▶ **Required work**:
Type the records out again in full, exactly.

▶ **Recorded data**:
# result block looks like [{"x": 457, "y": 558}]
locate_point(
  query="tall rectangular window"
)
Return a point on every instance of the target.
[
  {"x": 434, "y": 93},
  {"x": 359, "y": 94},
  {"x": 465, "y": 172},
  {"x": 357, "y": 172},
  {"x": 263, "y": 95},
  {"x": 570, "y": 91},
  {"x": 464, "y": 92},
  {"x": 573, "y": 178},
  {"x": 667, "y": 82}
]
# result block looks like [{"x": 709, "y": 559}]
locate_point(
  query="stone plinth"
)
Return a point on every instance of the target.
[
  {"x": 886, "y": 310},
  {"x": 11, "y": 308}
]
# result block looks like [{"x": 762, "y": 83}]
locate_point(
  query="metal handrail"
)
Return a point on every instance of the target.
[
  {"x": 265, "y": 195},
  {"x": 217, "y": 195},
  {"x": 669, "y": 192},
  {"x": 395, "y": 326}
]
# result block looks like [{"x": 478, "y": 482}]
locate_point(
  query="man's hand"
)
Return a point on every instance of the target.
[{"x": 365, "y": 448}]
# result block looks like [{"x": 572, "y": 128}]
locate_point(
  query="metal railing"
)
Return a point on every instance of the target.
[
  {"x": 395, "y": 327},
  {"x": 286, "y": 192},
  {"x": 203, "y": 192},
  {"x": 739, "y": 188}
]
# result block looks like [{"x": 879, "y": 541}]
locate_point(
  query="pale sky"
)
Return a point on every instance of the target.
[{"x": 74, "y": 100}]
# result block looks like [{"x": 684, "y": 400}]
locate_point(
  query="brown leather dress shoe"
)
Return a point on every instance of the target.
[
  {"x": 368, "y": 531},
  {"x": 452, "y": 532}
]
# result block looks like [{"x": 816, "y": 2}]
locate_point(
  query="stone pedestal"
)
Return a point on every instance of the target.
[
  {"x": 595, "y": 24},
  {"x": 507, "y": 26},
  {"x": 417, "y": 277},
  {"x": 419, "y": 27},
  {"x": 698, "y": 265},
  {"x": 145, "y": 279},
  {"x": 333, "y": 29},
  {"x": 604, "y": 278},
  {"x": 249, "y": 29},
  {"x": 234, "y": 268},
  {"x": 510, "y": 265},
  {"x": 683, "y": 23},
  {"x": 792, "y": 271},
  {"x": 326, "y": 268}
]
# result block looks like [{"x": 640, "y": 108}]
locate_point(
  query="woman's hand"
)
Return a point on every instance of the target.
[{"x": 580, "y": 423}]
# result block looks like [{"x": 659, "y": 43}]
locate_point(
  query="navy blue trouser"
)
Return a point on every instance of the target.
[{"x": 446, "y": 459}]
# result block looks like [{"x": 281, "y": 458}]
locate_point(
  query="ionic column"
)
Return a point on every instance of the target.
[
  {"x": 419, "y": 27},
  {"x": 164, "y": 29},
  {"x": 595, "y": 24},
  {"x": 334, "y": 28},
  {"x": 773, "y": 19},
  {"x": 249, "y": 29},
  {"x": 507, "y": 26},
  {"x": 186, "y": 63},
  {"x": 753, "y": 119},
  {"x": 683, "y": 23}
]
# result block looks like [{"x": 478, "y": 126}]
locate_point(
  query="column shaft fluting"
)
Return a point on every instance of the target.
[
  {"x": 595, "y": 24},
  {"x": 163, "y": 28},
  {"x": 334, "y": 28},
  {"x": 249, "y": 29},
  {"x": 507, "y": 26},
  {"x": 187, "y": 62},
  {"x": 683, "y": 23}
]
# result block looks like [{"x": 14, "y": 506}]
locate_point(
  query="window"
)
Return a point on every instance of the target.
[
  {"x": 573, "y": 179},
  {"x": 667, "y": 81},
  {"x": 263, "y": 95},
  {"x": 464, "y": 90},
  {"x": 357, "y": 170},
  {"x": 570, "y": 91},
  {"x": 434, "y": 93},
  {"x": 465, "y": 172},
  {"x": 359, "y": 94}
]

▶ **The solution**:
# result block looks like [{"x": 457, "y": 558}]
locate_point(
  query="tall rectangular window"
)
Return a point on every instance of the target.
[
  {"x": 434, "y": 93},
  {"x": 359, "y": 94},
  {"x": 465, "y": 172},
  {"x": 357, "y": 172},
  {"x": 263, "y": 95},
  {"x": 570, "y": 91},
  {"x": 464, "y": 92},
  {"x": 573, "y": 178},
  {"x": 667, "y": 82}
]
# result block looks like [{"x": 709, "y": 559}]
locate_point(
  query="stone plinth"
)
Return a point on every instance of the target.
[
  {"x": 886, "y": 310},
  {"x": 11, "y": 308}
]
# result block looks like [{"x": 762, "y": 83}]
locate_point(
  query="metal handrail"
)
Return a point on every instance of the target.
[
  {"x": 265, "y": 195},
  {"x": 217, "y": 195},
  {"x": 669, "y": 192},
  {"x": 395, "y": 326}
]
# result block looks like [{"x": 478, "y": 482}]
locate_point(
  query="man's hand"
)
Return a point on every instance of the target.
[{"x": 365, "y": 448}]
# result block looks like [{"x": 572, "y": 128}]
locate_point(
  query="metal railing"
)
Return a point on every instance of the target.
[
  {"x": 395, "y": 327},
  {"x": 286, "y": 192},
  {"x": 203, "y": 192},
  {"x": 739, "y": 188}
]
# result block looks like [{"x": 879, "y": 541}]
locate_point(
  query="pale sky"
)
Return a point on every instance of the target.
[{"x": 74, "y": 100}]
# result block looks like [{"x": 684, "y": 400}]
locate_point(
  query="brown leather dress shoe"
)
Return a point on every instance of the target.
[
  {"x": 368, "y": 531},
  {"x": 452, "y": 532}
]
# result block looks like [{"x": 816, "y": 2}]
locate_point(
  query="stone pedestal"
)
Return a point on every instance of the target.
[
  {"x": 595, "y": 24},
  {"x": 507, "y": 26},
  {"x": 417, "y": 277},
  {"x": 419, "y": 27},
  {"x": 698, "y": 265},
  {"x": 145, "y": 279},
  {"x": 333, "y": 29},
  {"x": 604, "y": 278},
  {"x": 249, "y": 29},
  {"x": 234, "y": 268},
  {"x": 510, "y": 265},
  {"x": 683, "y": 23},
  {"x": 792, "y": 271},
  {"x": 326, "y": 268}
]
# result block looks like [{"x": 640, "y": 108}]
locate_point(
  query="woman's hand"
)
Return a point on every instance of the target.
[{"x": 580, "y": 423}]
# result block looks like [{"x": 659, "y": 43}]
locate_point(
  query="navy blue trouser"
)
Return a point on every instance of the target.
[{"x": 446, "y": 459}]
# result block looks like [{"x": 281, "y": 458}]
locate_point(
  query="ionic column"
)
Return a point on every instance of the target.
[
  {"x": 419, "y": 27},
  {"x": 164, "y": 29},
  {"x": 595, "y": 24},
  {"x": 334, "y": 28},
  {"x": 773, "y": 19},
  {"x": 249, "y": 29},
  {"x": 507, "y": 26},
  {"x": 186, "y": 63},
  {"x": 753, "y": 119},
  {"x": 683, "y": 23}
]
# result block looks like [{"x": 478, "y": 126}]
locate_point(
  query="column shaft fluting"
)
Return a point on every instance of the target.
[
  {"x": 595, "y": 24},
  {"x": 163, "y": 28},
  {"x": 334, "y": 28},
  {"x": 249, "y": 29},
  {"x": 507, "y": 26},
  {"x": 187, "y": 62},
  {"x": 683, "y": 23}
]
# result block looks like [{"x": 14, "y": 506}]
locate_point(
  query="window"
)
Return a point on every instance of the target.
[
  {"x": 573, "y": 179},
  {"x": 667, "y": 81},
  {"x": 263, "y": 95},
  {"x": 464, "y": 90},
  {"x": 357, "y": 170},
  {"x": 570, "y": 91},
  {"x": 434, "y": 93},
  {"x": 465, "y": 172},
  {"x": 359, "y": 94}
]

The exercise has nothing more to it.